(Stored data entries)
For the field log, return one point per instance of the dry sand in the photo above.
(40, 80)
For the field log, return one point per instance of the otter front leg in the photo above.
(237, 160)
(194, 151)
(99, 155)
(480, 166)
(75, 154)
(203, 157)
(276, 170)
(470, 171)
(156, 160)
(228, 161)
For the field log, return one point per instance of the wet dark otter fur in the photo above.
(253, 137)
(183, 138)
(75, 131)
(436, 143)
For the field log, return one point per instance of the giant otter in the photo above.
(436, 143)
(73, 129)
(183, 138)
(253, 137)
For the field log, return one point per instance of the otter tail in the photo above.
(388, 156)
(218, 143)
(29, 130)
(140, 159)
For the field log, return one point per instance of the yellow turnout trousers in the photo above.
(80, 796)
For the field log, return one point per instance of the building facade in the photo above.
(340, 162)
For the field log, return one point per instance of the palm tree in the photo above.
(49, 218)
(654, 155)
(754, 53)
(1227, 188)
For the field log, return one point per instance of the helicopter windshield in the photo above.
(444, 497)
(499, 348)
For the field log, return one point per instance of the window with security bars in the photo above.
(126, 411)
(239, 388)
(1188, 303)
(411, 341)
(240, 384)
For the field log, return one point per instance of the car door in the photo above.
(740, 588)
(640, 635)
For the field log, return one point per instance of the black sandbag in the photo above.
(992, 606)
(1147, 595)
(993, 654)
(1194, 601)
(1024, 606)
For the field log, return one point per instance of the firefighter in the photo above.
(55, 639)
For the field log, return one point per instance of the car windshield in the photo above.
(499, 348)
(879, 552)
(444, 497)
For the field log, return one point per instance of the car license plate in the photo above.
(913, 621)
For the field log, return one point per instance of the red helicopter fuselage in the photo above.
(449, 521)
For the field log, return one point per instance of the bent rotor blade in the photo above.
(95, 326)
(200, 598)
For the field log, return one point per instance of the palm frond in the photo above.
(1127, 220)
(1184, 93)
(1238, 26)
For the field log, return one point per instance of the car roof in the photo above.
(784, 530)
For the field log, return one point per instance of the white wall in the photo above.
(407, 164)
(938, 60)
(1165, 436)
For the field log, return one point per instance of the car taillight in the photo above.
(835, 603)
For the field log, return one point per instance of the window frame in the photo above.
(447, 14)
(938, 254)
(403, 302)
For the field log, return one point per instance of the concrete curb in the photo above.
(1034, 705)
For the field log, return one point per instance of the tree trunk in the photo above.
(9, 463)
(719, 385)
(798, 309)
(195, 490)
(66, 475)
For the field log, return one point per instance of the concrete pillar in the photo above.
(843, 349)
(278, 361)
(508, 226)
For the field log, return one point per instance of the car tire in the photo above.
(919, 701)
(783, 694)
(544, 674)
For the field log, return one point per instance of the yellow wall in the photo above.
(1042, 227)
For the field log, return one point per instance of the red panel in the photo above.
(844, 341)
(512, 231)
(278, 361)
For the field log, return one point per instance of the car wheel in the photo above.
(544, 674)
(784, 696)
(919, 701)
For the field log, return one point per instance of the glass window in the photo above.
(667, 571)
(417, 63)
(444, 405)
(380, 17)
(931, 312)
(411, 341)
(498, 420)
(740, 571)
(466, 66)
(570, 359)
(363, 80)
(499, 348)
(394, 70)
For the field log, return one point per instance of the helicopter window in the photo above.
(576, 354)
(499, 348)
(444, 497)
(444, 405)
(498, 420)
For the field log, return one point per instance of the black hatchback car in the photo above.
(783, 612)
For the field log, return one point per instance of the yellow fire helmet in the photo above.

• [Request] Could you transcribe all of the lines above word for word, leaving every one unchanged?

• [Answer in full]
For the field log, return one point per instance of the dry sand in the photo above.
(40, 80)
For the field log, return one point per instance of the otter front leg in the photo above.
(237, 160)
(194, 151)
(99, 155)
(480, 166)
(75, 154)
(203, 157)
(276, 170)
(470, 171)
(156, 160)
(228, 161)
For the field log, return one point per instance of the wet dark otter fur in the photo above.
(253, 137)
(183, 138)
(75, 131)
(436, 143)
For the field log, return one point per instance of the giant otter in the photo above.
(436, 143)
(73, 129)
(183, 138)
(253, 137)
For the field log, return one point per instance of the otter tail in the photo above.
(388, 156)
(218, 143)
(29, 130)
(140, 159)
For the field log, return one point per instance of the yellow turnout trousers in the photo above.
(80, 796)
For the field log, return one point per instance of the building facade in the photo above.
(340, 162)
For the field log, return one point per instance of the palm tree in the photo above.
(49, 218)
(654, 155)
(754, 53)
(1227, 188)
For the field log, return one point per instance of the helicopter windshield in the photo above.
(444, 497)
(499, 348)
For the field log, return one point per instance of the window with security bars in the photo above.
(126, 411)
(239, 388)
(1188, 303)
(411, 341)
(240, 384)
For the field log, return one point per instance of the car door in the photo above.
(740, 588)
(640, 635)
For the field log, return one point per instance of the black sandbag in the photo above.
(992, 606)
(1147, 595)
(993, 654)
(1194, 601)
(1024, 606)
For the field log, return one point per instance of the firefighter in the photo above.
(55, 639)
For the field log, return one point per instance of the car windshield in the photo above.
(499, 348)
(879, 552)
(444, 497)
For the field log, return one point per instance of the car license plate in the photo above.
(913, 621)
For the field log, return one point per instance of the red helicopter fuselage in the photo above.
(449, 521)
For the field log, return one point per instance of the bent rotor blade in the photo above.
(95, 326)
(200, 598)
For the field log, return one point per instance of the palm frond in the photo above.
(1127, 220)
(1184, 93)
(1238, 26)
For the field log, return one point per instance of the car roof in the photo above.
(784, 530)
For the field log, return one point per instance of the white wall in the photo above.
(407, 164)
(938, 60)
(1165, 436)
For the field log, return one point per instance of the car taillight in the photo above.
(835, 603)
For the field log, return one point per instance of the window frame in the photo above.
(447, 14)
(938, 254)
(403, 302)
For the field log, return one point per instance of the concrete curb in the photo above.
(1034, 705)
For the field log, return one point per instance of the tree trunk in the photo above.
(9, 463)
(719, 385)
(798, 309)
(195, 490)
(66, 475)
For the field log, return one point per instance of the concrete pillar in the photo above.
(843, 349)
(278, 361)
(508, 226)
For the field log, return one point per instance of the car tire in the photo above.
(919, 701)
(783, 694)
(544, 674)
For the field log, return one point per instance of the yellow wall in the photo above.
(1042, 227)
For the field log, return one point per instance of the red panel in the photo above.
(844, 341)
(512, 231)
(278, 361)
For the field log, return one point per instance of the car wheel in the photo above.
(544, 674)
(784, 696)
(919, 701)
For the field log, return one point per instance of the glass window in the photo above.
(667, 571)
(417, 63)
(444, 405)
(380, 17)
(931, 312)
(411, 341)
(498, 420)
(740, 571)
(466, 66)
(570, 359)
(363, 80)
(499, 348)
(394, 70)
For the field log, return one point per instance of the helicopter window in the photo above.
(576, 354)
(499, 348)
(444, 497)
(444, 405)
(498, 420)
For the field log, return one point per instance of the black hatchback car in the photo above.
(783, 612)
For the field log, return one point per instance of the yellow fire helmet in the photo above.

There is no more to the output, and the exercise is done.